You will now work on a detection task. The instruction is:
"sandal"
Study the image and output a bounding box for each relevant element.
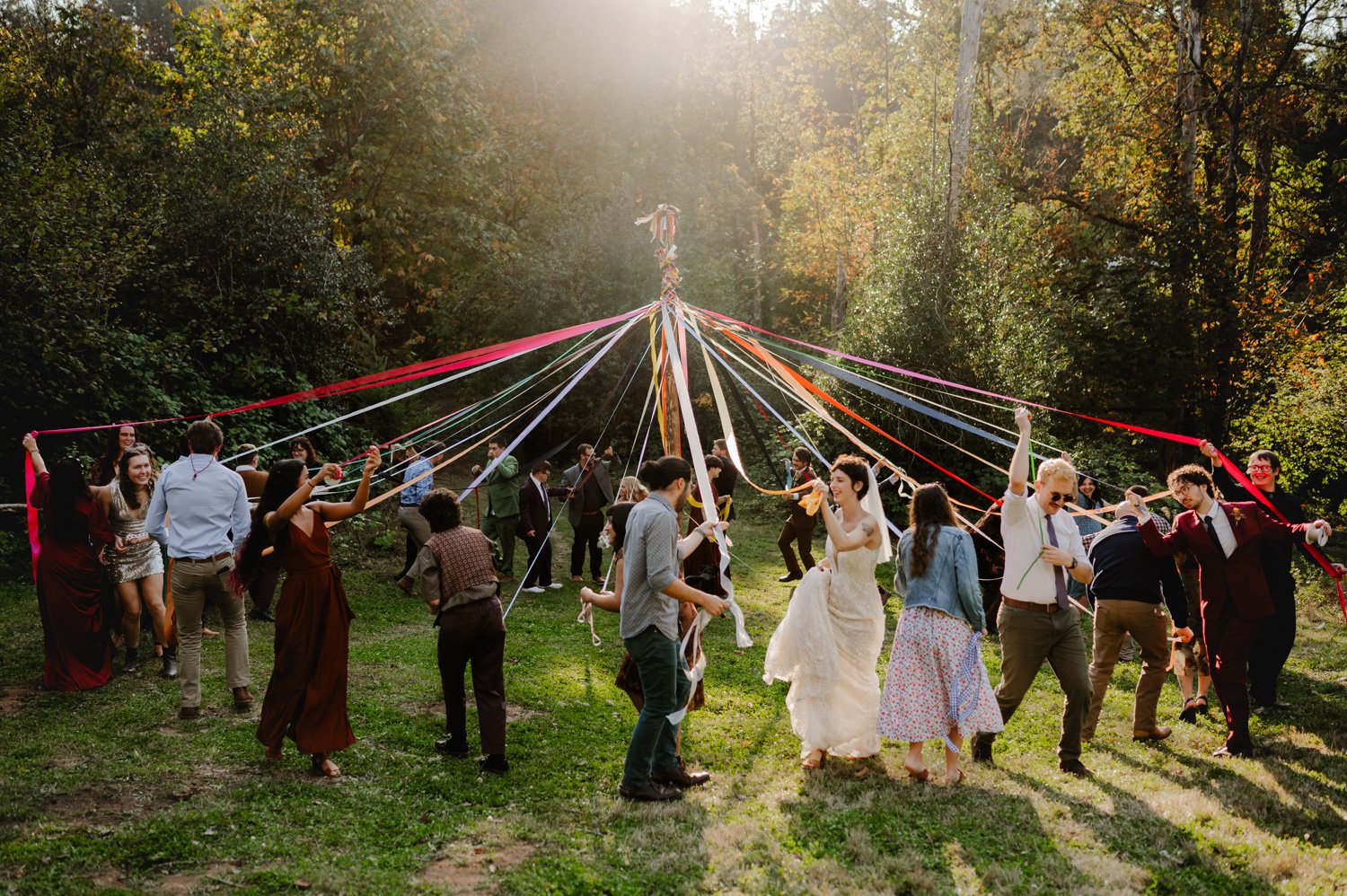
[800,749,829,772]
[309,753,341,777]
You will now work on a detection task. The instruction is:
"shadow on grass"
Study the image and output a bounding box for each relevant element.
[1008,772,1277,893]
[781,760,1087,893]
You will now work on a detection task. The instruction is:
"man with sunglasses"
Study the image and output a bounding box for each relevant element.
[1199,442,1336,716]
[1128,463,1333,757]
[973,407,1094,776]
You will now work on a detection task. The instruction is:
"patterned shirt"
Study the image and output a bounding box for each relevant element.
[398,457,436,506]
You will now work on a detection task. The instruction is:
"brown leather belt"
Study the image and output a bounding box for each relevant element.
[1001,594,1061,613]
[174,551,234,563]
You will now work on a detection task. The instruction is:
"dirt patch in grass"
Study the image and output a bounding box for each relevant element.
[409,699,551,724]
[0,684,38,718]
[420,842,538,893]
[154,862,239,896]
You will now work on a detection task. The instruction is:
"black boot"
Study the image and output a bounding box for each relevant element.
[159,646,178,678]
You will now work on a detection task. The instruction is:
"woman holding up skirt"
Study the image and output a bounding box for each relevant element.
[880,484,1005,784]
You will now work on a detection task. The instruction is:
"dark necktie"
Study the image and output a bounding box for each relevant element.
[1202,516,1226,557]
[1044,516,1071,609]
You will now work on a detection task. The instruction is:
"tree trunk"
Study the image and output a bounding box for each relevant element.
[832,252,846,333]
[945,0,988,231]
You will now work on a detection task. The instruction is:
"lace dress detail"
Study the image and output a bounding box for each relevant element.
[762,538,884,757]
[104,479,164,584]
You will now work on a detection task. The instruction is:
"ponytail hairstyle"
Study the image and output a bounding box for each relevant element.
[832,454,870,500]
[118,442,159,511]
[229,458,304,594]
[908,482,958,578]
[636,454,692,492]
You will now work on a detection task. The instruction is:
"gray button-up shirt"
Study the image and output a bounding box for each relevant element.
[620,493,679,641]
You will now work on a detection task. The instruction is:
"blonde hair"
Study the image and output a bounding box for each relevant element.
[1039,457,1078,487]
[617,476,651,501]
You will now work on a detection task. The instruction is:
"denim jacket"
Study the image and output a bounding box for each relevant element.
[894,525,988,632]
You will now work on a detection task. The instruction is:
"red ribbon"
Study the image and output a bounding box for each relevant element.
[700,309,1347,621]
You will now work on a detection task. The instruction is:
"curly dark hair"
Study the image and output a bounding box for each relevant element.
[420,489,463,532]
[908,482,958,578]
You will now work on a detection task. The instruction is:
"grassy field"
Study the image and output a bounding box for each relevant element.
[0,500,1347,893]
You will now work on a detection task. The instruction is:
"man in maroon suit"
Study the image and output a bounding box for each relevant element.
[1128,463,1333,756]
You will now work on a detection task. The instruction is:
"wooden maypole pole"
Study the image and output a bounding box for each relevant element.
[636,204,687,457]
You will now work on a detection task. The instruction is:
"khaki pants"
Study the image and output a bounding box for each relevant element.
[977,603,1090,761]
[1082,600,1169,740]
[398,504,431,551]
[172,558,248,706]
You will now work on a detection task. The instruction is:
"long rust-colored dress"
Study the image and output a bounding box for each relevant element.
[258,519,356,753]
[30,473,113,691]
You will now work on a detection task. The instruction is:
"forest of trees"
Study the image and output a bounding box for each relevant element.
[0,0,1347,519]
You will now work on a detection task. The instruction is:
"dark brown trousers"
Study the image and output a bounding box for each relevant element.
[439,597,506,756]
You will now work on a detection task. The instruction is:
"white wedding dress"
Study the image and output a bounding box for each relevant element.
[762,538,885,759]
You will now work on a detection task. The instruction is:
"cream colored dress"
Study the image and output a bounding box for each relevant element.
[762,538,884,757]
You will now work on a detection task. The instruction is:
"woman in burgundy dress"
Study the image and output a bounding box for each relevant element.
[234,446,380,777]
[23,435,113,691]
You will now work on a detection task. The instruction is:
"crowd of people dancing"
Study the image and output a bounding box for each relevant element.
[15,408,1342,802]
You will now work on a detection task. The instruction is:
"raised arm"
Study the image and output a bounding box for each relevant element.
[314,444,382,523]
[1010,407,1034,495]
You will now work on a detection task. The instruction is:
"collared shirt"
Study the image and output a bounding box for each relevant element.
[1001,489,1090,603]
[398,457,436,506]
[145,454,252,558]
[1193,501,1239,559]
[1090,516,1188,628]
[894,525,991,632]
[620,493,679,641]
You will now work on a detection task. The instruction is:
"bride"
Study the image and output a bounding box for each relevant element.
[762,454,891,769]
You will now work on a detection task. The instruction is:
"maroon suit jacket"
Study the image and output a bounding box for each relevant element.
[1137,501,1309,621]
[515,474,571,538]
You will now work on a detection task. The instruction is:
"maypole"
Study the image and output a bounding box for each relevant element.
[636,202,687,457]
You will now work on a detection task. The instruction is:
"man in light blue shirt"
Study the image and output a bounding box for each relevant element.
[145,420,253,718]
[393,444,436,582]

########################################

What the exercise asks >> Rewrite all of the records above, swapping "detection task" for "localization task" and keeping everything else unchanged. Leave the pictures out.

Written solution >>
You will now work on a localization task. The instruction is:
"sandal"
Study the image and output a bounding box for each relevant element.
[800,749,829,772]
[309,753,341,777]
You will now work on a localization task. The instruction is:
"shadow on grass"
Study the image and output a bounding box for each relevant element.
[1008,772,1277,893]
[781,760,1087,893]
You will now work on a localization task. The instruction is:
"man with sunglasses"
Study the image and output a bounding box for each relevant element.
[1199,442,1336,716]
[1128,463,1333,757]
[973,407,1094,776]
You will now work on a localization task. The instruction is:
"patterned shirt"
Study the image and output a bounding box for each relevant element.
[398,457,436,506]
You will now work on a localization task. The instruction is:
"brown leather belt"
Study the image and output a bounding box for each relevant element.
[1001,594,1061,613]
[174,551,234,563]
You will now work on a localization task. The instruction is:
"dirt patch in grass"
Study the image and output a bounding box for each relevant element.
[409,699,551,724]
[0,684,38,718]
[420,842,538,893]
[154,862,239,896]
You will now work on a localization task. The instruction is:
"black boot"
Study the image and output a bounding box for each relevant element.
[159,646,178,678]
You will now work on a localization task. The instruction is:
"woman holding up skirt"
Study the image and output a bounding box for each relevant element.
[880,484,1005,784]
You will now work on a localization task. The instruction is:
"dark necktie"
Study the image and output a bounding box for each relevant element.
[1202,516,1226,557]
[1044,516,1071,609]
You will now work on a localization task. The instruction is:
"tree trunk"
Study the image and output a bounding box for each relevant element.
[832,252,846,333]
[945,0,988,231]
You will now work on a localization task. The instruction is:
"lace dress detail"
Study the image and output a bounding box for each relevant element.
[762,538,884,757]
[104,479,164,584]
You will now work on a localization task. The instruction is:
"ponytail hairstyle"
Study the image and output a bounding box for each relevant element.
[832,454,870,500]
[118,442,159,511]
[229,458,304,594]
[908,482,958,578]
[636,454,692,492]
You will now work on a localization task. The instruction is:
"gray button-up shirt"
Study the image and output a bounding box for each relevant element.
[620,493,679,641]
You will now work on a localization task. The instruction is:
"blonde hair"
Study the image and output a bounding box for each relevant element.
[1039,457,1078,487]
[617,476,651,501]
You will now work on a localization task. The instruction is:
"denim jacket"
Study the image and output a bounding box for each relevant element.
[894,525,988,632]
You will now work on a localization task. The instruction is:
"red ribbon"
Study the image and output a bounding box for each relevant element.
[700,309,1347,621]
You will now work on a localization task. The instruction is:
"curly dark hair"
Study the image and output a bounding box for each relevant element.
[420,489,463,532]
[908,482,958,578]
You will now work on a localization task. The instruction is:
"grassy field"
Study the image and output a bounding box for each relevant element.
[0,500,1347,893]
You will now work on a localization task. The instruction is:
"man in maroon suit"
Study the image and output a bounding box for each relevant element.
[1128,463,1333,756]
You will now work on a localization task. The instruction is:
"wooden maypole pole"
Study the image and output a bounding box for each relevant element.
[636,204,687,457]
You will now work on a localization task. The instruction is:
"khaki pants"
Study the image and output a bounding box for each relevant element.
[977,603,1090,761]
[1082,600,1169,740]
[398,504,431,551]
[172,558,248,706]
You will now work on a localization task. The instruction is:
"long rust-colored dress"
Study the image and output a bounding box for each relevant element.
[258,519,356,753]
[30,473,113,691]
You will now work on a localization task. The instruction is:
"forest of trees"
Study the image and output a bounding box for each relevant element.
[0,0,1347,519]
You will now work on a localization task. The instruction is:
"dark brown trousers"
Study the image and output a bounding box for each relevant element.
[439,597,506,756]
You will now work on a localization task. The instruction is:
"white wedding dress"
Study the image and output a bounding box for each relevant element.
[762,538,885,759]
You will now work on a localization task. The instruction is:
"cream colored dress"
Study the image and output a bounding box for each relevant element.
[762,538,884,757]
You will now work on a localization task. The instruction is:
"woman in burgundy dress"
Study the image and output a bounding box for each relevant element.
[234,446,380,777]
[23,435,113,691]
You will now work on a localization task. The instruction is:
"crowd of people dancing"
Study the image and output a bounding box for each relevant element.
[15,408,1342,802]
You will now work on a localization task. The instruction is:
"raised arm"
Study the image and output a bounding box for each relevant element.
[314,444,382,523]
[1010,407,1034,495]
You will now work on a localization task. The instruction is:
"collared shirt"
Study the image and output a bounding box for each relevant element.
[1001,489,1090,603]
[398,457,436,506]
[145,454,252,558]
[1193,501,1239,559]
[1090,516,1188,628]
[894,525,991,632]
[620,493,679,641]
You will now work on a localization task. The instruction is:
"bride"
Study the image and output a bounding box for each relevant element.
[762,454,891,769]
You will now work on a localization task. The instruction is:
"maroon suit jacket"
Study the image and output a bounding box for each relevant element.
[1137,501,1309,621]
[515,474,571,538]
You will now work on a localization task. The instruction is:
"maypole"
Study the image and output a bounding box for each relevant element.
[636,202,687,457]
You will now work on a localization task. The instruction is:
"man in light blue shirt"
Study the image and output a bounding box for each relevant element.
[145,420,253,718]
[393,444,436,582]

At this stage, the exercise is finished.